[BEGIN Text block]

Frank Rounds, a reporter for U.S. News & World Report, was at Marshall’s residence in Nanking early on the cold and clear morning of January 8. “Members of his staff were running up and downstairs with suitcases and swords and mementos of many kinds,” he remembered. “Some were still being crated and rushed into cars to go out to the airfield.”119 A couple of hours later Marshall, in trench coat and peaked cap, was standing on the gravel runway, surrounded by Stuart, T. V. Soong (Madame’s Harvard-educated brother who was serving as Chiang’s finance minister), and several other Chinese officials saying their goodbyes. Marshall’s well-traveled C-54, which had been used by Churchill during the war, was warming up, its silver tail painted with a circle of five blue stars. The Generalissimo and Madame drove up in a bulletproof Cadillac, bundled in fur coats against the cold. With Marshall they climbed the boarding steps for a few private moments in the warmth of the plush aircraft cabin. A correspondent for Time wrote that Mayling urged Marshall to “Come back . . . come back soon.”120 Ten minutes later Marshall and his entourage were gone.

[END Text block]
[BEGIN Supplied data]

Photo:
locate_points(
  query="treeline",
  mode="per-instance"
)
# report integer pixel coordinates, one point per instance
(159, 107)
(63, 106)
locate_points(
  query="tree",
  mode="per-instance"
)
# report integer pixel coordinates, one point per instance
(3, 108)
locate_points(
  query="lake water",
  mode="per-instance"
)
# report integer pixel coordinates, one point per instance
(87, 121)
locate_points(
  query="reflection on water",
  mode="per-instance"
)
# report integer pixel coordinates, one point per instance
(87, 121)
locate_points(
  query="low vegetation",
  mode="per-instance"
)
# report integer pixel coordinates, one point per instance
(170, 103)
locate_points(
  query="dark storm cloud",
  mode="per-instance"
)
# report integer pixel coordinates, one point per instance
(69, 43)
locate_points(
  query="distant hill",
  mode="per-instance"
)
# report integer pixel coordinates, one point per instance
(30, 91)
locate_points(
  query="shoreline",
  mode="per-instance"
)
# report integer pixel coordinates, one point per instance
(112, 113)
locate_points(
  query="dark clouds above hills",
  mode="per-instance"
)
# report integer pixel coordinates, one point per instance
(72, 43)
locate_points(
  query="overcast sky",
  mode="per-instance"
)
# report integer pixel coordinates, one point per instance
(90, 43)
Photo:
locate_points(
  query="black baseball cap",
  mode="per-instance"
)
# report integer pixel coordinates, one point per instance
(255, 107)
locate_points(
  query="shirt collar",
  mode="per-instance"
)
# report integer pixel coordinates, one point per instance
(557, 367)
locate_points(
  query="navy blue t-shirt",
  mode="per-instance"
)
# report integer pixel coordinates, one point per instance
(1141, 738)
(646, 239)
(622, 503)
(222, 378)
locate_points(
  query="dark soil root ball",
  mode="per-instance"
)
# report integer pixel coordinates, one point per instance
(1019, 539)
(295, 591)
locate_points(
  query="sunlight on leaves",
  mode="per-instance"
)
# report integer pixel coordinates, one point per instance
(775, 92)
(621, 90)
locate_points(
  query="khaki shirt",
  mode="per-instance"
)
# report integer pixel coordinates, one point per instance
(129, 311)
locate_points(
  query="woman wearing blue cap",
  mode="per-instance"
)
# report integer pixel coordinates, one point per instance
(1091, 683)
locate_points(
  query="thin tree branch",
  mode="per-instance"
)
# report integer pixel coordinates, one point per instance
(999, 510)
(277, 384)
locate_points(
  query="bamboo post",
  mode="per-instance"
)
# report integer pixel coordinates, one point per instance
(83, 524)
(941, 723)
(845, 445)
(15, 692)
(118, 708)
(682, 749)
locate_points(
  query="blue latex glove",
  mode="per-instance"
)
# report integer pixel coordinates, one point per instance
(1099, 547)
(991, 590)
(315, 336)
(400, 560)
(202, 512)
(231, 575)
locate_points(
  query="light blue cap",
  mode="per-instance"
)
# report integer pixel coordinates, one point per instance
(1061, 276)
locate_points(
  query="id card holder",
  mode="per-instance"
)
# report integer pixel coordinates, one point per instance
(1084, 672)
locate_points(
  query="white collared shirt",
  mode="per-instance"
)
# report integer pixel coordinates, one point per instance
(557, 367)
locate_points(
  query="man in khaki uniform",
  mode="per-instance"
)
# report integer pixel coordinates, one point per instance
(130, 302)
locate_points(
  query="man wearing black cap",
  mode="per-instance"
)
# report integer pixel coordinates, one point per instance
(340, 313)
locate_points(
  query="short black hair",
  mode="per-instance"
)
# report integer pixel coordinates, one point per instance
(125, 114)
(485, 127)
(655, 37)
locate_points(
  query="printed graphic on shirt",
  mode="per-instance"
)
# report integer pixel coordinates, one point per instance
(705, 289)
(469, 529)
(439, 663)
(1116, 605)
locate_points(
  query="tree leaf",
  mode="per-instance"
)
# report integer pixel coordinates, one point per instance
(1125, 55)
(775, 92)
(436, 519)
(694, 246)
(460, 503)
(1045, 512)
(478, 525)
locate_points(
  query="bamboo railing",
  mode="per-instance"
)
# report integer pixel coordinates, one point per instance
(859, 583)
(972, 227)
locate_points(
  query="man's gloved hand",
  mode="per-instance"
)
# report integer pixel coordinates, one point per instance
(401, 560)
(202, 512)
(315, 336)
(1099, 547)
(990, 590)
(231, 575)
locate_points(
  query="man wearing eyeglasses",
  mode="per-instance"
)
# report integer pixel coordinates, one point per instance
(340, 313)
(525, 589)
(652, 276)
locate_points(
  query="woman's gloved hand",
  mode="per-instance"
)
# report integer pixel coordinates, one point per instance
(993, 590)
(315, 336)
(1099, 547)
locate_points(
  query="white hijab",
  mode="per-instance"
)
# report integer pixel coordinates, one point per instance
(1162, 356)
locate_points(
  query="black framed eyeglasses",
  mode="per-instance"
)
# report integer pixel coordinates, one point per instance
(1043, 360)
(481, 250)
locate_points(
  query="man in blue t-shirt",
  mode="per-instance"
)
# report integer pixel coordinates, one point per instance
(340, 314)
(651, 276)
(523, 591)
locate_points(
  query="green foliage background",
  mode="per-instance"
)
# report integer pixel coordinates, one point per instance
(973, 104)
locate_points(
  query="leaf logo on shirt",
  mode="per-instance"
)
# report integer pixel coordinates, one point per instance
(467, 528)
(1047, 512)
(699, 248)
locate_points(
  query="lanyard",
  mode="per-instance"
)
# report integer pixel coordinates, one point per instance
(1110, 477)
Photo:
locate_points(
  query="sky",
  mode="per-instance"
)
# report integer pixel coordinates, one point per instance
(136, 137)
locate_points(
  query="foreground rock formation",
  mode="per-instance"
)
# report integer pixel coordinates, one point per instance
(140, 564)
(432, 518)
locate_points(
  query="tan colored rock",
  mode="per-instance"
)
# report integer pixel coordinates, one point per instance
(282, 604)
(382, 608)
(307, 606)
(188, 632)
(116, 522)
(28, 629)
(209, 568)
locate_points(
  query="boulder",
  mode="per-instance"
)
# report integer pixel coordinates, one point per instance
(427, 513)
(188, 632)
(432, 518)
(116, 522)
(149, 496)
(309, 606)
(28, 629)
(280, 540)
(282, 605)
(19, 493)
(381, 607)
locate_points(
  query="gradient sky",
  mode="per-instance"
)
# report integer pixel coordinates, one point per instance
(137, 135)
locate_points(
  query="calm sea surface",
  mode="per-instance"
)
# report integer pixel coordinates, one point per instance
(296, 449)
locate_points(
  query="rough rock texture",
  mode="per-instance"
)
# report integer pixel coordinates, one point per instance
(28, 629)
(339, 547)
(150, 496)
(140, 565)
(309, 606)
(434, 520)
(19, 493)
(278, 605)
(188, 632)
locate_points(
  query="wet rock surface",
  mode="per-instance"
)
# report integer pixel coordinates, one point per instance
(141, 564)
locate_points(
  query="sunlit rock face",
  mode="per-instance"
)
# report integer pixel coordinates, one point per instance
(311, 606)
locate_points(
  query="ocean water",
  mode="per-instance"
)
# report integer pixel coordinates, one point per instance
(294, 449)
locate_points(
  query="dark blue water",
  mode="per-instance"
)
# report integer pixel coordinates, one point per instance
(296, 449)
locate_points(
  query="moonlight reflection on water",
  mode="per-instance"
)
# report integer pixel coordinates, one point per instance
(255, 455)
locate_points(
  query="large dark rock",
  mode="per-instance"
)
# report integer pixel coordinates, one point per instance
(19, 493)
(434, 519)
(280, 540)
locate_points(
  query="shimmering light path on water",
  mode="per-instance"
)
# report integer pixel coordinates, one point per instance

[END Supplied data]

> _Goal of the exercise_
Please reproduce the passage about Marshall's departure from Nanking word for word.

> _The answer_
Frank Rounds, a reporter for U.S. News & World Report, was at Marshall’s residence in Nanking early on the cold and clear morning of January 8. “Members of his staff were running up and downstairs with suitcases and swords and mementos of many kinds,” he remembered. “Some were still being crated and rushed into cars to go out to the airfield.”119 A couple of hours later Marshall, in trench coat and peaked cap, was standing on the gravel runway, surrounded by Stuart, T. V. Soong (Madame’s Harvard-educated brother who was serving as Chiang’s finance minister), and several other Chinese officials saying their goodbyes. Marshall’s well-traveled C-54, which had been used by Churchill during the war, was warming up, its silver tail painted with a circle of five blue stars. The Generalissimo and Madame drove up in a bulletproof Cadillac, bundled in fur coats against the cold. With Marshall they climbed the boarding steps for a few private moments in the warmth of the plush aircraft cabin. A correspondent for Time wrote that Mayling urged Marshall to “Come back . . . come back soon.”120 Ten minutes later Marshall and his entourage were gone.